* _GIVEN DATA_
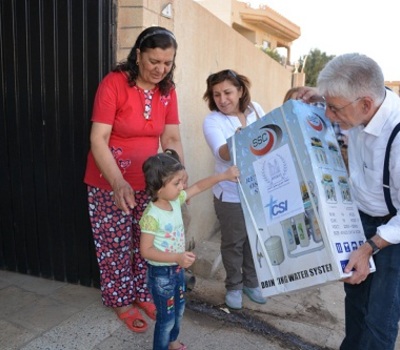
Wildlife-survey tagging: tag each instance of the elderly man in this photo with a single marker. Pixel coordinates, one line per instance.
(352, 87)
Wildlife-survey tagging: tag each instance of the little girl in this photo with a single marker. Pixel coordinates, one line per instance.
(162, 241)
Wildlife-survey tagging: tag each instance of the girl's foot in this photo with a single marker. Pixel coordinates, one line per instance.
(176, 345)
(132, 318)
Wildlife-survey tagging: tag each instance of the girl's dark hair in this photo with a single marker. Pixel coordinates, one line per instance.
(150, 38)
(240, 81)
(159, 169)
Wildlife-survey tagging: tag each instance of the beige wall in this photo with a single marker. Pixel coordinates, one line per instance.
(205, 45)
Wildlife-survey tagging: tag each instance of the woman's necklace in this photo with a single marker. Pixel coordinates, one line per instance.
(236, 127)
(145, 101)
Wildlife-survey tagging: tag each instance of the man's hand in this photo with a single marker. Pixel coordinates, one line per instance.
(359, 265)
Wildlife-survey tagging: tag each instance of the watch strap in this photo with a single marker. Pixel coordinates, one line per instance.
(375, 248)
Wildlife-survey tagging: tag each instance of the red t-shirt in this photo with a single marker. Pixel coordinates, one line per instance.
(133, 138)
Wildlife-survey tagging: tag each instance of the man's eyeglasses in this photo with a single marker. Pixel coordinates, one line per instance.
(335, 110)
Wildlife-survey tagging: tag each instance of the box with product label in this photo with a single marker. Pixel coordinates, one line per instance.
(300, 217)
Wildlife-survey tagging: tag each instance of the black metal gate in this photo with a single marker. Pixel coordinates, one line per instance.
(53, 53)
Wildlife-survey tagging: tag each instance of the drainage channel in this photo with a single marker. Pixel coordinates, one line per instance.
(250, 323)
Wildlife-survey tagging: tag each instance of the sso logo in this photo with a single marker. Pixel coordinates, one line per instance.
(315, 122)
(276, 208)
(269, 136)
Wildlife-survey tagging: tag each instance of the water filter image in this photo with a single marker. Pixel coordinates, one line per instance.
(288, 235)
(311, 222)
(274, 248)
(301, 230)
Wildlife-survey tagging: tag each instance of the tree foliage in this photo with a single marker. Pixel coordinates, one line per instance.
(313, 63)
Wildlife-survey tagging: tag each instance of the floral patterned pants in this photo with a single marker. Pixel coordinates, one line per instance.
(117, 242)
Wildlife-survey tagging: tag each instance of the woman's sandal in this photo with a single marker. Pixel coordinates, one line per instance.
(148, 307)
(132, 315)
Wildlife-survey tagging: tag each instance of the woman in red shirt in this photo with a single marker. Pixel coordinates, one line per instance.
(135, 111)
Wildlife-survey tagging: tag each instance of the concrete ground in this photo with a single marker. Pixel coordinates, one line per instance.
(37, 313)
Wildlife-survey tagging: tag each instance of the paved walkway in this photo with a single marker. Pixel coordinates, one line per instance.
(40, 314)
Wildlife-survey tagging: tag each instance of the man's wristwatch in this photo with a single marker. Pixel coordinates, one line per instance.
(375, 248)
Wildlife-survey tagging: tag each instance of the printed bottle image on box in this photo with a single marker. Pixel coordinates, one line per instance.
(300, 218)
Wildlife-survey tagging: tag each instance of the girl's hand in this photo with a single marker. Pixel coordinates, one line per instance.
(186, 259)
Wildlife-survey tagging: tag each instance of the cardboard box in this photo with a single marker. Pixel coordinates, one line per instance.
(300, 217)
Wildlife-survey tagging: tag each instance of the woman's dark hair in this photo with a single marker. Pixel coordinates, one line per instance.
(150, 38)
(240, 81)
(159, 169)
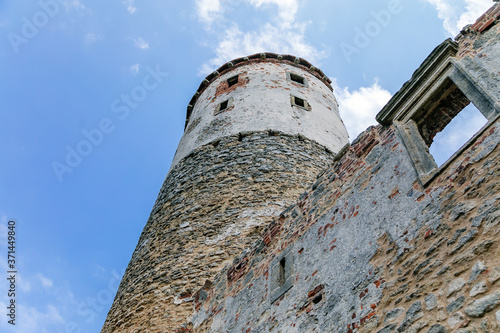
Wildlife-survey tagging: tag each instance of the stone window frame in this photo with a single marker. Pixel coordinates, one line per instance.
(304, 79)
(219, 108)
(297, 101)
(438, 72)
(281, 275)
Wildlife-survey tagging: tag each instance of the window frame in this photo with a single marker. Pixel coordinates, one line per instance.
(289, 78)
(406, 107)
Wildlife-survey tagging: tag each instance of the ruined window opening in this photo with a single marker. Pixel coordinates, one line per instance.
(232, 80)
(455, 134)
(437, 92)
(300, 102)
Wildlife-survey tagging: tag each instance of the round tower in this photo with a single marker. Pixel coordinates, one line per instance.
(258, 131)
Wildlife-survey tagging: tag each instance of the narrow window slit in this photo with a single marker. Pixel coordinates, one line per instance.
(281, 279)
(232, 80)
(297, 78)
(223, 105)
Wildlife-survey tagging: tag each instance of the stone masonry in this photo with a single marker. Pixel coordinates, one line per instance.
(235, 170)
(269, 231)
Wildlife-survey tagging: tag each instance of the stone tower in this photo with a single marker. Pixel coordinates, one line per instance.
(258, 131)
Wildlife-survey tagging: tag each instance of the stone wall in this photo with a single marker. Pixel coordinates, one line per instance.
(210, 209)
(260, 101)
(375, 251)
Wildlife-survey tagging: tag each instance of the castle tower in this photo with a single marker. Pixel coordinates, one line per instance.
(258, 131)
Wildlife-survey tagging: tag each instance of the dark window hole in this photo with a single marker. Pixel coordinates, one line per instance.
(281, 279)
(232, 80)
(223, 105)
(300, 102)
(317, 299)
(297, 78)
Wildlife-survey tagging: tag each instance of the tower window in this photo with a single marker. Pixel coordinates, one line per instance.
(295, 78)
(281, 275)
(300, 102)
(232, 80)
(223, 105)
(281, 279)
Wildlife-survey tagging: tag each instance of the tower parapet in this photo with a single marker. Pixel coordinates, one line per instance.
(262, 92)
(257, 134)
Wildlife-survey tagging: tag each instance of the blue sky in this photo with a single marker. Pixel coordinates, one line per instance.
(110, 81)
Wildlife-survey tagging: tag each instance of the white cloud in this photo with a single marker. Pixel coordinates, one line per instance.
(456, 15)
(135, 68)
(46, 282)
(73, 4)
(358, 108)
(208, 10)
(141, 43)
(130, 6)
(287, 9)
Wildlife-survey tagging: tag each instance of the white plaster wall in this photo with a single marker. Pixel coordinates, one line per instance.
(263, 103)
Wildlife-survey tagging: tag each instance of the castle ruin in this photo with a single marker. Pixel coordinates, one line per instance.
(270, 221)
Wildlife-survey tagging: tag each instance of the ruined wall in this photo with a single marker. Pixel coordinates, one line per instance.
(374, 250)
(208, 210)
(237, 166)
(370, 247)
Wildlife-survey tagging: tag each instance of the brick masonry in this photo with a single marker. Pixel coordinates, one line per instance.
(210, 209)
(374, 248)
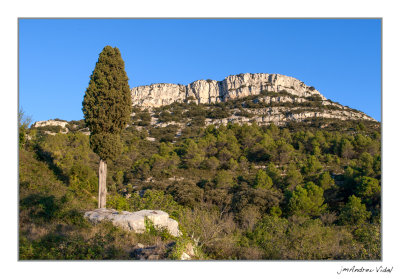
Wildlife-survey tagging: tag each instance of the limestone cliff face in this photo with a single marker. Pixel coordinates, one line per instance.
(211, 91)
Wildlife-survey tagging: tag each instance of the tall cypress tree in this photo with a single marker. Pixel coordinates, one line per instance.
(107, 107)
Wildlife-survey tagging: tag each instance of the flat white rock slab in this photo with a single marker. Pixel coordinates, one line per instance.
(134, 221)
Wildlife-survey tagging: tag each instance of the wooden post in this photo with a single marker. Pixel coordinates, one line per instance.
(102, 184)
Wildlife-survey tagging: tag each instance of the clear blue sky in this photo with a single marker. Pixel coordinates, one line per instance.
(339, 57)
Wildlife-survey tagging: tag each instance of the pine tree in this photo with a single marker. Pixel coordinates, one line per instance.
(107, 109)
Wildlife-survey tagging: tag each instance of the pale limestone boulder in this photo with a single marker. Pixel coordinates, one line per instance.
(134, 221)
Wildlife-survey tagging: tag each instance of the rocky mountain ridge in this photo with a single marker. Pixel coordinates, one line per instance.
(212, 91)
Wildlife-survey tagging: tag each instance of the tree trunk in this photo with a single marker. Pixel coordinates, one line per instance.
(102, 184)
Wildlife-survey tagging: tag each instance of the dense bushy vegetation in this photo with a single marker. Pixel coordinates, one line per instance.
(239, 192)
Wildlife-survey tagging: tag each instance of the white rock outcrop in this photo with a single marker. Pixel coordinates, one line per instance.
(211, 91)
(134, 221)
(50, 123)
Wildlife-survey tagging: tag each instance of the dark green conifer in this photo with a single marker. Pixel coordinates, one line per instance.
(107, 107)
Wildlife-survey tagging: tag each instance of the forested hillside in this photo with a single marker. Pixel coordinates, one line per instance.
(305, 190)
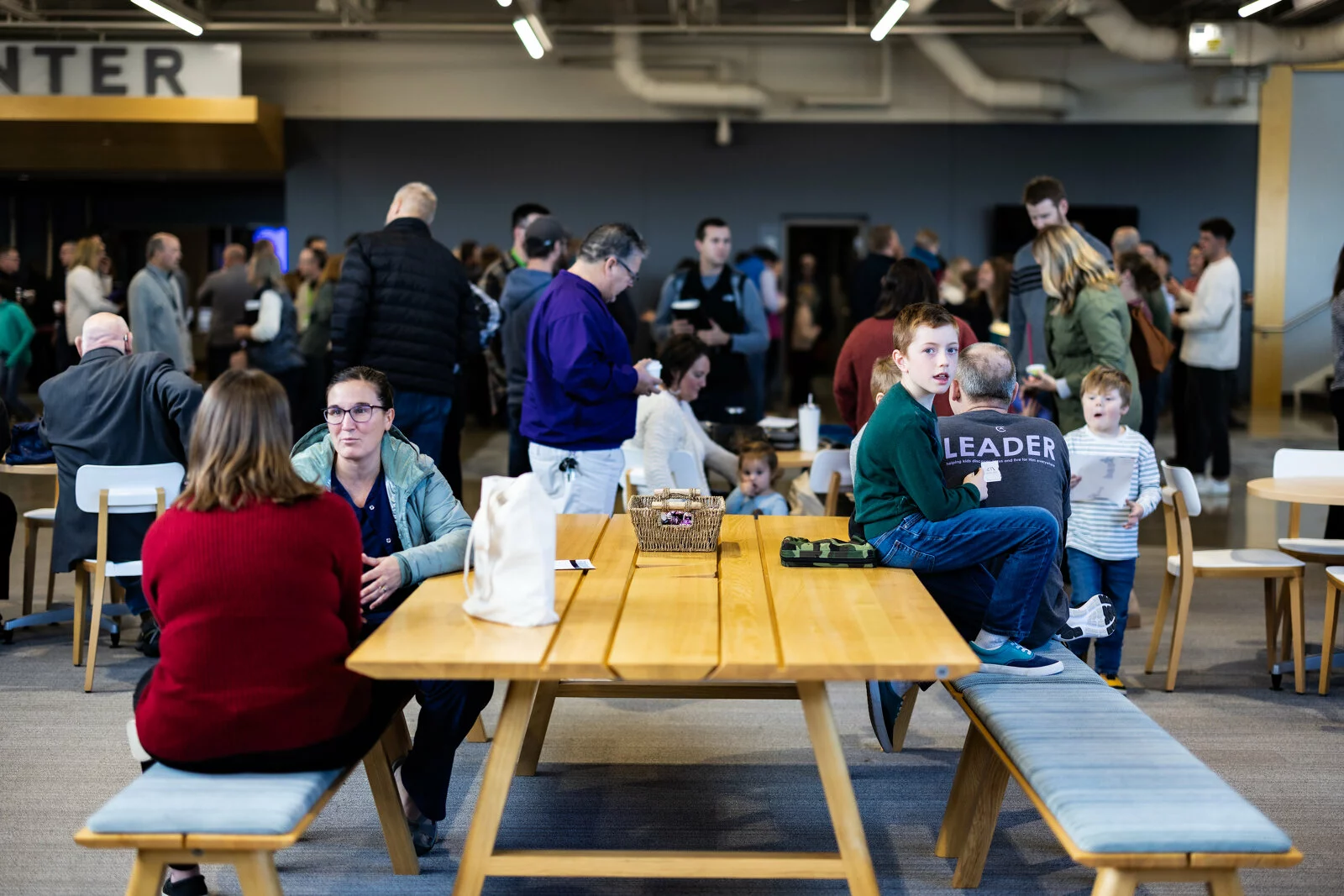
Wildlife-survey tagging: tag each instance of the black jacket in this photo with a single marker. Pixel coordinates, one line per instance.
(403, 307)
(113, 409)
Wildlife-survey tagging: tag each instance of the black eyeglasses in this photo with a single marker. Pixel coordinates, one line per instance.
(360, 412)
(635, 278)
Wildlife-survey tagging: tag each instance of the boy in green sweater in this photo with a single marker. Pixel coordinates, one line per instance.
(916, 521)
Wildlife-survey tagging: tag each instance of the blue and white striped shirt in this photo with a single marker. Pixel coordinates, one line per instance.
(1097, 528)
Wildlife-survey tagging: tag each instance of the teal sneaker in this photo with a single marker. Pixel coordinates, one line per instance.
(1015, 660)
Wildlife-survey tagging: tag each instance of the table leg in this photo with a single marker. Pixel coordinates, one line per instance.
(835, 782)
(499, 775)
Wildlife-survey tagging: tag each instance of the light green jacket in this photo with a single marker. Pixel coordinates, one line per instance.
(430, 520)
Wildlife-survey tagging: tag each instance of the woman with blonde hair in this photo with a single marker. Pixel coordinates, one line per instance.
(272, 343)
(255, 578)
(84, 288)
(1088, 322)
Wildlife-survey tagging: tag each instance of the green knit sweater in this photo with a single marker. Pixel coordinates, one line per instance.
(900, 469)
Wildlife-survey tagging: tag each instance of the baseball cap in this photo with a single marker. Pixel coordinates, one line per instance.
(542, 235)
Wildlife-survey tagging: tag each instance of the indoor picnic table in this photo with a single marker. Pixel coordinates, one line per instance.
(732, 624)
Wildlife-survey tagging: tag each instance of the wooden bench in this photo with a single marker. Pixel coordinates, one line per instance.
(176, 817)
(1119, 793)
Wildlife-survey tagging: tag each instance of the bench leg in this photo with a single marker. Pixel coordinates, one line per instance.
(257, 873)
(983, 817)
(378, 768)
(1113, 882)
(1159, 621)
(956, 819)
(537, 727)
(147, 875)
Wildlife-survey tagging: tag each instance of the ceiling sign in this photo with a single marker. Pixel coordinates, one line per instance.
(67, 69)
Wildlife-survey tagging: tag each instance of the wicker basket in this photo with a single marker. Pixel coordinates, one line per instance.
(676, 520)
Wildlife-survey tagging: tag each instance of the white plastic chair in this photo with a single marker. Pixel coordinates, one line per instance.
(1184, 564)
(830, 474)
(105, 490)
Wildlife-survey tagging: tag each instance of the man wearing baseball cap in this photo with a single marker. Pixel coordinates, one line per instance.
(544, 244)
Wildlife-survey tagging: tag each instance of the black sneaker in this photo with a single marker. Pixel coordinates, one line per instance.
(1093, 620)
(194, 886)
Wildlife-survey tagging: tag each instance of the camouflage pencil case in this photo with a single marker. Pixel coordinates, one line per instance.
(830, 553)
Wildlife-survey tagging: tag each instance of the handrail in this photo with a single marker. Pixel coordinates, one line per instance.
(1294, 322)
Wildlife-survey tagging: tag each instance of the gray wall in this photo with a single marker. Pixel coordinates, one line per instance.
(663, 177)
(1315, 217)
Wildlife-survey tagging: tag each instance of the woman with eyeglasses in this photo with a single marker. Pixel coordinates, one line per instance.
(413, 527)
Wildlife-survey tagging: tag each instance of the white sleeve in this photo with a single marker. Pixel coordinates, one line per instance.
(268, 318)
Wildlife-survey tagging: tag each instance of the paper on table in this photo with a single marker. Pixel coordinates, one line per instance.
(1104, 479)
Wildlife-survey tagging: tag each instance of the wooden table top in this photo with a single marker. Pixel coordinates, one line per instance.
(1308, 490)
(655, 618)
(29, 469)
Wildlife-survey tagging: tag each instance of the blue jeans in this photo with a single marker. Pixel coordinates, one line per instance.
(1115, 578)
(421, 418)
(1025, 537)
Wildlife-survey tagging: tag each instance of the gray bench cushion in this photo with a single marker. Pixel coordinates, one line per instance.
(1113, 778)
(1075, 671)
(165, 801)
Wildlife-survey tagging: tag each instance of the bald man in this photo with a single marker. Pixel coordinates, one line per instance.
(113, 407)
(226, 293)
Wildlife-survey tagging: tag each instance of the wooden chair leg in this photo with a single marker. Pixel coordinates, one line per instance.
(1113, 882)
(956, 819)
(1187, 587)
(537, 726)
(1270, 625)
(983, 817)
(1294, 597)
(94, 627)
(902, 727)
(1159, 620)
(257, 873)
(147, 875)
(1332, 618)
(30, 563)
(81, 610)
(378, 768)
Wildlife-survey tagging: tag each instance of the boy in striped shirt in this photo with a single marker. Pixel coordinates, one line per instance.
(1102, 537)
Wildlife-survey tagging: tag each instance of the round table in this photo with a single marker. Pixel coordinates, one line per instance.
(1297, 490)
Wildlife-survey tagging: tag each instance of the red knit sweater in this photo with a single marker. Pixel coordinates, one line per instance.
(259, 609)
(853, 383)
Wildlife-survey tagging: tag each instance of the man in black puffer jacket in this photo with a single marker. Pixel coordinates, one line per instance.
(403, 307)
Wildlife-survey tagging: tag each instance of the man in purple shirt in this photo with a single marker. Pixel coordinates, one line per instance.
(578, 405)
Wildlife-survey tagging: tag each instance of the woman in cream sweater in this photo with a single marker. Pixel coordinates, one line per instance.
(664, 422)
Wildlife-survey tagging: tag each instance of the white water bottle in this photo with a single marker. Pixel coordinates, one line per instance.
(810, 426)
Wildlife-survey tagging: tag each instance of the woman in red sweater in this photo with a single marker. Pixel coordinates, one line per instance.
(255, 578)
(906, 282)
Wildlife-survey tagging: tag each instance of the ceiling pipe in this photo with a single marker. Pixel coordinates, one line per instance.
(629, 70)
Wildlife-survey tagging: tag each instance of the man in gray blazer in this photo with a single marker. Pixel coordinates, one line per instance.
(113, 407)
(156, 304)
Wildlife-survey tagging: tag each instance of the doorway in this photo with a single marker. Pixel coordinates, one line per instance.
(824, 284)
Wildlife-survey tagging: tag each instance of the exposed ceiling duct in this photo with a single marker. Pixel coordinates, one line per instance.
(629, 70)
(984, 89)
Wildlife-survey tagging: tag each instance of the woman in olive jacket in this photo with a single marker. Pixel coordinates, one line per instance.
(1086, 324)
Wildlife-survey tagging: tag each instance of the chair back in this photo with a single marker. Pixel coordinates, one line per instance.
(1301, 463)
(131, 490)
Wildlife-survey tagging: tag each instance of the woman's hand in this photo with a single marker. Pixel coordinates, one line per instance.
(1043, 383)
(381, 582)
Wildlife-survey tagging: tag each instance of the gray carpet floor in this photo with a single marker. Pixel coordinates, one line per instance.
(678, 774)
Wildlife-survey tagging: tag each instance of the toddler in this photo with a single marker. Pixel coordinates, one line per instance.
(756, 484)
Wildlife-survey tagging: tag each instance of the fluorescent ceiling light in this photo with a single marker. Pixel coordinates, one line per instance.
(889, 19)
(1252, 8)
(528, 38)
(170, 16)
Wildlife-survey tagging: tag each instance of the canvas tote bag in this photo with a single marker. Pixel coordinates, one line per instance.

* _THE TASK_
Rescale everything from the line containing "Wildlife-survey tagging: tag each instance of the dark green" down to the line containing "(1097, 528)": write those lines out again in full, text unchanged, with each pixel coordinate in the answers multiplied by 1.8 and rounded to a whole number, halves rounding up. Leave the picture lines out of your output.

* _SOLUTION FOR THIS EXERCISE_
Wildlife-survey tagging: tag each instance of the dark green conifer in this photo with a single marker. Pixel coordinates, one line per instance.
(193, 193)
Wildlife-survey tagging: tag each instance of the forested hillside in this photo with a single marker. Pixel coordinates, one line per instance.
(549, 342)
Wildlife-survey tagging: tag each instance of the black jacket in this photo with a single marker. Pixel coordinates, one line per instance.
(725, 553)
(203, 736)
Wildlife-survey tagging: tag each instance of the black eyeglasses in this photo with a single marker. Pixel coordinates, one line per instance.
(648, 742)
(1143, 500)
Wildlife-survey tagging: tag each instance of the boy in green sweater in this photo with a single marker. Pixel coordinates, one line per instance.
(1649, 938)
Wildlife-survey tagging: tag each instance of the blue and white striped shirt in this photo with a single marker. Pixel coordinates, one line per instance.
(1975, 950)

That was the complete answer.